### Aim
Present the data once more in exactly its original form.

### Point labeling dataset excerpts

++++++++

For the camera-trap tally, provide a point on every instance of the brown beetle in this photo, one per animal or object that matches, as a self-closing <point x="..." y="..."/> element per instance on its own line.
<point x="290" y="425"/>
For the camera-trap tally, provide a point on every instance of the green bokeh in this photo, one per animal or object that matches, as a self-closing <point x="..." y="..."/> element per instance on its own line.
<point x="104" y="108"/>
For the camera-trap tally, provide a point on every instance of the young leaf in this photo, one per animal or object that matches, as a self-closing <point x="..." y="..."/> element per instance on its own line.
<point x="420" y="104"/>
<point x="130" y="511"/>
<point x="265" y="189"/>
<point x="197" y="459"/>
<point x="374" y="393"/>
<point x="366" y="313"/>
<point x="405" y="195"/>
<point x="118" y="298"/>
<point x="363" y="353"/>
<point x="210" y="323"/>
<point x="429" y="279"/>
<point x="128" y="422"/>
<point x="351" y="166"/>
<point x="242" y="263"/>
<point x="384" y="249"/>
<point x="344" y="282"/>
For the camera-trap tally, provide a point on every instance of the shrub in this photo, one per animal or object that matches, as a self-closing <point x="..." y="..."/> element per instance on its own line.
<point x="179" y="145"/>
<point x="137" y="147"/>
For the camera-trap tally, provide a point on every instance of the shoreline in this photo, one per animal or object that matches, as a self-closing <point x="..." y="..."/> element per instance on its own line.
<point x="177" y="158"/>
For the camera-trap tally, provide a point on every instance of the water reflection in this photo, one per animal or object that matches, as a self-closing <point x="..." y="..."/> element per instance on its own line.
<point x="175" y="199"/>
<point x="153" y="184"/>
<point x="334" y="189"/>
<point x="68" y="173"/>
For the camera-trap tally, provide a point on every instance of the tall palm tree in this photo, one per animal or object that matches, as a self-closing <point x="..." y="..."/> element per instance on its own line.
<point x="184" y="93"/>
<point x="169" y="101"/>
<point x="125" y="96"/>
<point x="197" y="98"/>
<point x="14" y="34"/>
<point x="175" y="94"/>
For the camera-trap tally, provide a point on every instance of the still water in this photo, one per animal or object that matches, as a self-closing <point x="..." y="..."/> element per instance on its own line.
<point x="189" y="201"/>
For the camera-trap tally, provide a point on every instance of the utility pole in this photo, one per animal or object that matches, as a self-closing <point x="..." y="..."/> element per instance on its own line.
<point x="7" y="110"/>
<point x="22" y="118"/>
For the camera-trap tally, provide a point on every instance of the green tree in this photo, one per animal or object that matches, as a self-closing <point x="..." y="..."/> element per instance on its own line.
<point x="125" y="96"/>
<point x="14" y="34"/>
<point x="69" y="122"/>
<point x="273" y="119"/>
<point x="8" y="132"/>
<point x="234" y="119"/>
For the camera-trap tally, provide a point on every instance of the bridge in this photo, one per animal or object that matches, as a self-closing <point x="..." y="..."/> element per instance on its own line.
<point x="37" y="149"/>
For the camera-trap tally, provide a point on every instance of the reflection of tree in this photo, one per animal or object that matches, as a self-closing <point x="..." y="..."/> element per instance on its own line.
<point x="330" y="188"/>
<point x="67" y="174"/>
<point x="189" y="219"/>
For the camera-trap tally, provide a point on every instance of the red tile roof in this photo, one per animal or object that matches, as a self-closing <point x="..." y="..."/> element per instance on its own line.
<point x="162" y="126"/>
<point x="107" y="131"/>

++++++++

### Answer in full
For the camera-trap tally, provide a point on every instance of the brown beetle in this photo, one per animal or object that matches, as a self-closing <point x="..." y="..."/> element per instance on its own line.
<point x="290" y="425"/>
For the camera-trap tally, provide a point on every instance of the green bokeh in this photo, one per animal or object that matches, as a self-closing <point x="..." y="..."/> element per instance on its own line.
<point x="104" y="108"/>
For the camera-trap tally, provide a point on every instance of the young leaf in this photo, one per animal or object that matches, as a self-closing <point x="..." y="..."/> element per instance on its own line.
<point x="420" y="104"/>
<point x="130" y="511"/>
<point x="265" y="189"/>
<point x="197" y="459"/>
<point x="374" y="393"/>
<point x="366" y="313"/>
<point x="405" y="195"/>
<point x="118" y="298"/>
<point x="363" y="353"/>
<point x="210" y="323"/>
<point x="429" y="279"/>
<point x="128" y="422"/>
<point x="351" y="166"/>
<point x="242" y="263"/>
<point x="384" y="249"/>
<point x="344" y="282"/>
For the camera-trap tally, provide a point on every instance of the shrub in this photo, one per animal or object that matches, as a self-closing <point x="..." y="..."/> element per instance on its own line.
<point x="179" y="145"/>
<point x="137" y="147"/>
For the camera-trap tally, provide a point on every instance of the shoreline in this photo, one per animal or object that matches, as a self-closing <point x="..." y="..."/> element per instance on its own line.
<point x="177" y="158"/>
For the camera-trap tally, provide a point on every instance of the water reflection in this photo, one per animal or object that matches, as a self-closing <point x="..." y="..."/> element per instance on its own line.
<point x="175" y="199"/>
<point x="153" y="184"/>
<point x="334" y="189"/>
<point x="68" y="173"/>
For the camera-trap tally, provide a point on every instance of the tall palm tree in this photo, one per animal or object that matches, as a self-closing <point x="..." y="..."/> element per instance on its own line.
<point x="184" y="93"/>
<point x="169" y="101"/>
<point x="125" y="96"/>
<point x="197" y="98"/>
<point x="14" y="34"/>
<point x="175" y="94"/>
For the camera-trap tally, provide a point on every instance of the still water in this photo, one per animal or object that matches, as a self-closing <point x="..." y="..."/> element per instance on its own line.
<point x="189" y="201"/>
For the camera-trap tally, provide a point on every instance of the utility pole in this photo, one per animal or object that matches, as a self-closing <point x="..." y="..."/> element per instance on its own line.
<point x="7" y="110"/>
<point x="22" y="118"/>
For the camera-trap tally, provide a point on every instance of the green tree in this photo, one per animal or object that matches, as a self-closing <point x="..." y="..."/> element per instance on its own line.
<point x="125" y="96"/>
<point x="14" y="34"/>
<point x="69" y="122"/>
<point x="273" y="119"/>
<point x="8" y="132"/>
<point x="234" y="119"/>
For the camera-trap tally, provide a point on every instance of the bridge in this photo, one per animal or object that matches, as a self-closing <point x="..." y="..."/> element per instance on its own line.
<point x="37" y="149"/>
For the camera-trap tally, provide a point on every instance of the reflection of tree in this photo, one per animal or object that matches, as a self-closing <point x="..." y="..."/> element per instance on its own line.
<point x="330" y="188"/>
<point x="67" y="174"/>
<point x="189" y="219"/>
For the camera-trap tally, provide a point on every instance of the red tile roof in this photo, one per animal or object that matches, as a self-closing <point x="..." y="..."/> element per instance on its own line.
<point x="162" y="126"/>
<point x="107" y="131"/>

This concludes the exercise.